* _To do_
Write out all of the lines below, exactly and completely.
---*---
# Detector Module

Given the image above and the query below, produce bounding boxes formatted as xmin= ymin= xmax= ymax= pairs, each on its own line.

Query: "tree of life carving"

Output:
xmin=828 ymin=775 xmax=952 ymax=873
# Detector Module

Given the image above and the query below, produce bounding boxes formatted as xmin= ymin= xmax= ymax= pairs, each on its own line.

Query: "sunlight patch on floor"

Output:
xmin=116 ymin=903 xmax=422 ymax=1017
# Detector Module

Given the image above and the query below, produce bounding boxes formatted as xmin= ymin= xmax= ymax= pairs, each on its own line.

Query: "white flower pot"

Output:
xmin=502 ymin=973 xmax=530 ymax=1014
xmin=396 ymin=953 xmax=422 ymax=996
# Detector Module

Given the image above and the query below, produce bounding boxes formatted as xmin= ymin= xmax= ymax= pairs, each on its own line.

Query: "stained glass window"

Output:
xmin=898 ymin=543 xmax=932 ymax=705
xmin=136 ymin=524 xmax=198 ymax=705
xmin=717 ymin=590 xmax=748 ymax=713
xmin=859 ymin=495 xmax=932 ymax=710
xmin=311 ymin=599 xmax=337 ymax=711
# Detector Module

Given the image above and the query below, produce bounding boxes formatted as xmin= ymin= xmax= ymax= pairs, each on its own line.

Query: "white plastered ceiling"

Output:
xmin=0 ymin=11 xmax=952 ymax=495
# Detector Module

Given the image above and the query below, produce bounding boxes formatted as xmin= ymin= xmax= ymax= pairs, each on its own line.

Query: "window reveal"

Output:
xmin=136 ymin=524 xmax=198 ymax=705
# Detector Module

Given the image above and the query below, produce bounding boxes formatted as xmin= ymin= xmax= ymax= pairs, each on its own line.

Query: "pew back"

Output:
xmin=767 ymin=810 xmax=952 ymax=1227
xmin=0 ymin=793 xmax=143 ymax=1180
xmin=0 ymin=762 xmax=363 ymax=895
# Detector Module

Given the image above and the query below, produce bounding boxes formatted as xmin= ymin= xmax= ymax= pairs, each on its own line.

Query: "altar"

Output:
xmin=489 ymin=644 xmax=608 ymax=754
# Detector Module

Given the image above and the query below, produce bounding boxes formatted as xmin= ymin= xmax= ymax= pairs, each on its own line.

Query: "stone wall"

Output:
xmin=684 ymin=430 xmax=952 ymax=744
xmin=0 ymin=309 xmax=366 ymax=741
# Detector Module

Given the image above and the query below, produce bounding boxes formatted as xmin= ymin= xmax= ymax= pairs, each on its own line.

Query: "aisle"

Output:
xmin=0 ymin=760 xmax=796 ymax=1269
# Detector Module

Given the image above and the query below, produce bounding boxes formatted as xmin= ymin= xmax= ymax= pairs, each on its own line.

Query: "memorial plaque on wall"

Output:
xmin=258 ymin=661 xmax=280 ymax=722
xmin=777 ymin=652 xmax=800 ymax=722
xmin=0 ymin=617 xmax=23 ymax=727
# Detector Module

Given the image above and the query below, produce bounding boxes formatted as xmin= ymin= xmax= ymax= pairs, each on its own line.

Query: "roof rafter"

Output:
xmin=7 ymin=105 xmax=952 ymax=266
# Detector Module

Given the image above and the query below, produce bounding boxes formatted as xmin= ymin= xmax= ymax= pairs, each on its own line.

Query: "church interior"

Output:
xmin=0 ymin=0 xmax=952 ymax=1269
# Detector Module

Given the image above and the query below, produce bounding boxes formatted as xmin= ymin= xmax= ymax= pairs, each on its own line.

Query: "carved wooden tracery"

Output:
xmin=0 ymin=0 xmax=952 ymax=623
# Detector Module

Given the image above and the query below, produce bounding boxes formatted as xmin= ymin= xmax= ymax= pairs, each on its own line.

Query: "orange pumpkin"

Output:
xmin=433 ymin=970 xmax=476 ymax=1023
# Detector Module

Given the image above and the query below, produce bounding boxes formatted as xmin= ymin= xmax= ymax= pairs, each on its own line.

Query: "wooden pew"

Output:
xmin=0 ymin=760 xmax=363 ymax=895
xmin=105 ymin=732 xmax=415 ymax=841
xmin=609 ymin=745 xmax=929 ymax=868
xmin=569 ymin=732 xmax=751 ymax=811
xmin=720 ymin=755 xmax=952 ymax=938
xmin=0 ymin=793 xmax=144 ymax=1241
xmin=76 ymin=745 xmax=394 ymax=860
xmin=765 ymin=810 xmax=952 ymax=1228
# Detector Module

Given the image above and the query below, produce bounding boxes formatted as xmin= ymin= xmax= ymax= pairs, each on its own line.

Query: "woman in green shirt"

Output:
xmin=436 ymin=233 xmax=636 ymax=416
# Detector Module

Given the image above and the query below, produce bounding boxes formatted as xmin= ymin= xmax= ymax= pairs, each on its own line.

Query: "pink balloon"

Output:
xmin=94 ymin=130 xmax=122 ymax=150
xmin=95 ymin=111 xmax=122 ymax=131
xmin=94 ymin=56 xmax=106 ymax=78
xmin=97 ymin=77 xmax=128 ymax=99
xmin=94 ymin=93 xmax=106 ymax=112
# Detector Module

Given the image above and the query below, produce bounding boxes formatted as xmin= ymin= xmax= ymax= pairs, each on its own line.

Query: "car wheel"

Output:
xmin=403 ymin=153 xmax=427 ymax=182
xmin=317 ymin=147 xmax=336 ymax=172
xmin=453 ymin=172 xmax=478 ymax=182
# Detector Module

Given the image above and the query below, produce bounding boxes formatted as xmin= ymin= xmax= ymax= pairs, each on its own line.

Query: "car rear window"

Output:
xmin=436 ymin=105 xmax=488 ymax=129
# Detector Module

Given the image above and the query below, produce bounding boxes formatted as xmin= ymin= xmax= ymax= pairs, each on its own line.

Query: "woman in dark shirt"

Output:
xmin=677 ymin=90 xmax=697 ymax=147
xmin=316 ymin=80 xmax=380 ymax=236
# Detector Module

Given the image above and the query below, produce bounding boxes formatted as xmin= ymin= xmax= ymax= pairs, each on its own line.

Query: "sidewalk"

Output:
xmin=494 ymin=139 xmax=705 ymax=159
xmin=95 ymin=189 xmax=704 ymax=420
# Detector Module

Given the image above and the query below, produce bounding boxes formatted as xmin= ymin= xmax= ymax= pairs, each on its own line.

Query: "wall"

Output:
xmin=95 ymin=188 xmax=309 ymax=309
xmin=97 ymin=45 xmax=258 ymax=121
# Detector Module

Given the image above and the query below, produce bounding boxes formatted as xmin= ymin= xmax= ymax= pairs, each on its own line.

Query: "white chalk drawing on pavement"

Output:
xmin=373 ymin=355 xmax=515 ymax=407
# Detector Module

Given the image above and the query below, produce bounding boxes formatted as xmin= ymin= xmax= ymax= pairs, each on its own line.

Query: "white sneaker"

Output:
---*---
* _Solution to this problem_
# Detector Module

Given the image above and the query below, produce bounding boxes formatted as xmin= ymin= xmax= ymax= pairs, each on its own line.

Query: "tree of life carving"

Output:
xmin=828 ymin=775 xmax=952 ymax=873
# Detector Module

Given the image above and the query below, produce bounding boxes formatted as xmin= ymin= xmax= ymax= pairs, each on its own line.

Query: "sunlight patch on floor"

Output:
xmin=116 ymin=903 xmax=422 ymax=1017
# Detector Module

Given the image above and the query below, produce bounding boxes formatted as xmin= ymin= xmax= ymax= pairs, each on its own line.

Query: "white flower pot"

Output:
xmin=502 ymin=973 xmax=530 ymax=1014
xmin=396 ymin=953 xmax=422 ymax=996
# Detector Module

Given the image above and the query below, produce bounding boxes formatted as xmin= ymin= xmax= ymax= pairs, each on its own line.

Query: "stained glass window"

Output:
xmin=898 ymin=543 xmax=932 ymax=705
xmin=136 ymin=524 xmax=198 ymax=705
xmin=717 ymin=590 xmax=748 ymax=713
xmin=859 ymin=495 xmax=932 ymax=710
xmin=311 ymin=599 xmax=337 ymax=711
# Detector Module

Given the image above and the query below, produce bounding boxes formatted as xmin= ymin= xmax= ymax= pairs, each on its own line.

Query: "white plastered ceiling"

Output:
xmin=0 ymin=11 xmax=952 ymax=495
# Detector Module

Given the image above and the query below, produce bounding boxes formatted as xmin= ymin= xmax= ymax= pairs, each on its own line.

Query: "window reveal"

Output:
xmin=136 ymin=524 xmax=198 ymax=705
# Detector Module

Given the image above and the query below, produce bounding boxes formatted as xmin= ymin= xmax= ymax= pairs, each on its own line.

Query: "pew back"

Output:
xmin=767 ymin=810 xmax=952 ymax=1227
xmin=0 ymin=793 xmax=143 ymax=1180
xmin=0 ymin=762 xmax=363 ymax=895
# Detector Module

Given the image above and the query below, produce bounding boxes formatted as xmin= ymin= xmax= ymax= pairs, each on its own line.

Query: "altar"

Output:
xmin=489 ymin=644 xmax=608 ymax=754
# Detector Module

Given the image above and the query below, produce bounding boxes formatted as xmin= ymin= xmax= ymax= pairs, each on its own line.

Query: "stone wall"

Output:
xmin=684 ymin=430 xmax=952 ymax=744
xmin=0 ymin=309 xmax=366 ymax=741
# Detector Module

Given the image above and the query below, produce bounding boxes formatted as xmin= ymin= xmax= ymax= pairs, each on its own line.

Query: "aisle"

Output:
xmin=0 ymin=760 xmax=796 ymax=1269
# Detector Module

Given the image above and the query below, produce bounding boxes formatted as xmin= ymin= xmax= ymax= pairs, each on its own line.

Query: "memorial plaque on wall"

Output:
xmin=258 ymin=661 xmax=280 ymax=722
xmin=777 ymin=652 xmax=800 ymax=722
xmin=0 ymin=617 xmax=23 ymax=727
# Detector Module

Given the image above and the query below, produce bounding boxes formatted as xmin= ymin= xmax= ymax= pairs, each on its own line.

Query: "roof rafter"

Output:
xmin=7 ymin=105 xmax=952 ymax=266
# Detector Module

Given the image above and the query below, produce bounding boxes formatted as xmin= ymin= xmax= ymax= pairs, each on its own line.

Query: "church interior"

Output:
xmin=0 ymin=0 xmax=952 ymax=1269
# Detector Module

Given the image above and the query below, produce bounding boxes formatted as xmin= ymin= xmax= ymax= pairs, each on its own line.

Query: "carved wooden tracery"

Output:
xmin=0 ymin=0 xmax=952 ymax=623
# Detector Module

Given the image above and the query below, produce bounding boxes formatted as xmin= ymin= xmax= ymax= pairs, each on its own line.

Query: "orange pumpkin"

Output:
xmin=433 ymin=970 xmax=476 ymax=1023
# Detector Module

Given the image above and the query below, produce bounding boxes formatted as xmin= ymin= xmax= ymax= pairs, each on its own line.

Query: "wooden pew"

Output:
xmin=0 ymin=760 xmax=363 ymax=895
xmin=105 ymin=732 xmax=415 ymax=841
xmin=609 ymin=745 xmax=929 ymax=868
xmin=569 ymin=732 xmax=751 ymax=811
xmin=720 ymin=755 xmax=952 ymax=938
xmin=0 ymin=793 xmax=144 ymax=1241
xmin=76 ymin=745 xmax=394 ymax=860
xmin=765 ymin=810 xmax=952 ymax=1228
# Detector Module

Given the image above and the query below, produce bounding boxes formatted as xmin= ymin= xmax= ymax= pairs, each on its own line.

Query: "woman in green shirt"

Output:
xmin=436 ymin=233 xmax=636 ymax=416
# Detector Module

Given the image above and the query below, produce bounding boxes formatted as xmin= ymin= xmax= ymax= pairs, each on its own line.

Query: "pink balloon"

Output:
xmin=94 ymin=130 xmax=122 ymax=150
xmin=95 ymin=111 xmax=122 ymax=131
xmin=94 ymin=56 xmax=106 ymax=78
xmin=97 ymin=77 xmax=128 ymax=99
xmin=94 ymin=93 xmax=106 ymax=112
# Detector Module

Given the image above and the query below, produce bounding boxes formatted as xmin= ymin= xmax= ymax= pairs, each on its own line.

Query: "car wheel"

Output:
xmin=403 ymin=153 xmax=427 ymax=182
xmin=317 ymin=147 xmax=336 ymax=172
xmin=453 ymin=172 xmax=478 ymax=182
# Detector Module

Given the image above and the query below, produce bounding boxes formatted as xmin= ymin= xmax= ymax= pairs, each on its own line.

Query: "car rear window"

Output:
xmin=436 ymin=105 xmax=488 ymax=129
# Detector Module

Given the image above and the query below, produce bounding boxes formatted as xmin= ymin= xmax= ymax= pairs, each on its own line.

Query: "woman in dark shirt"

Output:
xmin=677 ymin=90 xmax=697 ymax=147
xmin=316 ymin=80 xmax=380 ymax=236
# Detector Module

Given the image above and the query below, produce bounding boxes formatted as xmin= ymin= xmax= ymax= pairs, each on its own line.

Query: "sidewalk"

Output:
xmin=494 ymin=139 xmax=705 ymax=159
xmin=95 ymin=189 xmax=704 ymax=420
# Detector Module

Given the image above and the query below, produce bounding boxes formatted as xmin= ymin= xmax= ymax= pairs, each on its own line.

Query: "wall"

Output:
xmin=95 ymin=188 xmax=309 ymax=309
xmin=97 ymin=45 xmax=258 ymax=121
# Detector Module

Given the image above and the query below, produce bounding boxes formatted as xmin= ymin= xmax= ymax= pairs, each on its own line.

Query: "white chalk drawing on pavement"

Output:
xmin=373 ymin=355 xmax=515 ymax=407
# Detector Module

Given the image above and the query below, produce bounding boxes formatted as xmin= ymin= xmax= ymax= pairs, each on its own line.

Query: "white sneaker"

Output:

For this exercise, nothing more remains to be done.